> **Source document**:
========================================

Integrity - use of values or principles to guide action in the situation at hand.

Below are links and discussion related to the values of freedom, hope, trust, privacy, responsibility, safety, and well-being, within business and government situations arising in the areas of security, privacy, technology, corporate governance, sustainability, and CSR.

The dangers of reactive security, 13.12.04

SearchSecurity.com

How to be security proactive according to Computer Associates Executive Security Advisor Diana Kelley during an Infosecurity New York conference presentation last week.:

Step 1: Understand business and technology requirements

What is your business trying to do? What technology do you need? Are you geographically distributed?

Step 2: Understand the constraints

Think legacy systems, processes and policies. Mainframes, client/server applications, DOS-based applications. What is of value to your business? What's the cost of loss?

Step 3: Select the right technology

Technology is about getting business done. Build detailed requests for proposal based on the above requirements. Know what you need before you talk to a vendor.

Step 4: Build a plan

Based on the above information, create an action plan. Inventory and assign value to the assets and protect them around business needs. Buy-in from all interested parties is important.

========================================

> **Data entries**:
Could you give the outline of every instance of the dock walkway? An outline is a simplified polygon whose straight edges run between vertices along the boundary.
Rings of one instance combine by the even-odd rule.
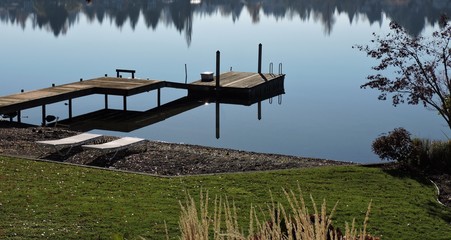
[[[148,80],[122,77],[99,77],[90,80],[52,86],[49,88],[26,91],[0,97],[0,115],[17,116],[25,109],[42,107],[42,119],[45,123],[45,105],[69,101],[69,119],[72,118],[72,99],[94,95],[105,95],[105,109],[108,108],[108,95],[123,96],[124,110],[127,110],[127,97],[165,87],[188,90],[189,97],[199,98],[258,98],[269,92],[283,93],[284,74],[226,72],[219,75],[219,82],[198,80],[193,83],[176,83],[162,80]],[[232,100],[230,100],[232,101]]]

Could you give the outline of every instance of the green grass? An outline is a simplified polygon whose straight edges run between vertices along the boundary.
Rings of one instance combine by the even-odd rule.
[[[383,239],[451,239],[451,211],[423,179],[378,168],[324,167],[245,174],[159,178],[0,157],[0,239],[172,239],[179,236],[179,200],[226,196],[249,223],[251,204],[286,201],[282,188],[301,187],[306,199],[339,201],[333,225],[363,222]],[[247,225],[243,225],[247,227]]]

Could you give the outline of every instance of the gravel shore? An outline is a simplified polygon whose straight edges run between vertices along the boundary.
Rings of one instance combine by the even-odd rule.
[[[115,158],[93,150],[76,147],[62,157],[52,149],[41,149],[35,143],[39,140],[53,140],[78,134],[78,132],[48,127],[26,127],[0,121],[0,155],[26,158],[41,158],[57,162],[96,166],[160,176],[182,176],[231,172],[265,171],[290,168],[352,165],[317,158],[294,157],[279,154],[265,154],[203,147],[189,144],[165,143],[147,140],[144,144],[120,151]],[[95,143],[117,139],[102,136]],[[437,174],[429,176],[437,185],[439,200],[451,206],[451,176]]]
[[[128,150],[120,151],[111,160],[98,151],[83,150],[81,147],[73,148],[67,156],[62,157],[52,152],[51,148],[39,148],[35,141],[60,139],[75,135],[77,132],[48,127],[15,127],[0,122],[0,134],[2,136],[0,139],[0,154],[3,155],[42,158],[166,176],[352,164],[333,160],[263,154],[151,140]],[[117,137],[102,136],[95,143],[114,139],[117,139]]]

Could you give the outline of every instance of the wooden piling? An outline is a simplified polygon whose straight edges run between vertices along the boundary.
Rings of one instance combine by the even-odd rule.
[[[219,84],[219,81],[220,81],[219,75],[221,74],[220,73],[220,65],[221,65],[221,52],[219,52],[219,50],[218,50],[218,51],[216,51],[216,88],[220,87],[220,84]]]
[[[258,44],[258,73],[262,73],[262,44]]]
[[[72,98],[69,98],[69,119],[72,119]]]

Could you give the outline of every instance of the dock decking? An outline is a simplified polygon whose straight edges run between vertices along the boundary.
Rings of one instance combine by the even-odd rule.
[[[242,101],[243,98],[264,98],[268,94],[282,94],[284,77],[284,74],[226,72],[219,75],[219,83],[216,82],[217,77],[214,77],[213,81],[198,80],[193,83],[99,77],[0,97],[0,115],[11,118],[17,116],[20,122],[20,111],[41,106],[45,123],[45,105],[69,101],[69,118],[72,118],[72,99],[94,94],[105,95],[105,109],[108,109],[108,95],[123,96],[124,110],[127,110],[127,96],[152,90],[158,90],[160,106],[160,89],[165,87],[186,89],[188,97],[191,98],[230,99],[223,102]]]

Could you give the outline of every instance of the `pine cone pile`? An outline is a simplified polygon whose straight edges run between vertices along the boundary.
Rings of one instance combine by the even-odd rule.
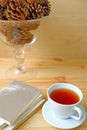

========================================

> **Set of tasks**:
(1) From the proactive security article, reproduce everything from "SearchSecurity.com" down to "you geographically distributed?".
(2) Using the proactive security article, decide whether each statement is true. Answer yes or no and quote the words that decide it. (a) Diana Kelley is identified as an Executive Security Advisor with Computer Associates. (b) Step 3 recommends speaking with a vendor before you know what you need. (c) The presentation took place at an Infosecurity conference in London.
(3) In the proactive security article, what does Step 4 say to create based on the above information?

> **Solved tasks**:
(1)
SearchSecurity.com

How to be security proactive according to Computer Associates Executive Security Advisor Diana Kelley during an Infosecurity New York conference presentation last week.:

Step 1: Understand business and technology requirements

What is your business trying to do? What technology do you need? Are you geographically distributed?

(2)
(a) Yes: "Computer Associates Executive Security Advisor Diana Kelley"
(b) No: "Know what you need before you talk to a vendor."
(c) No: "during an Infosecurity New York conference presentation last week"

(3) An action plan.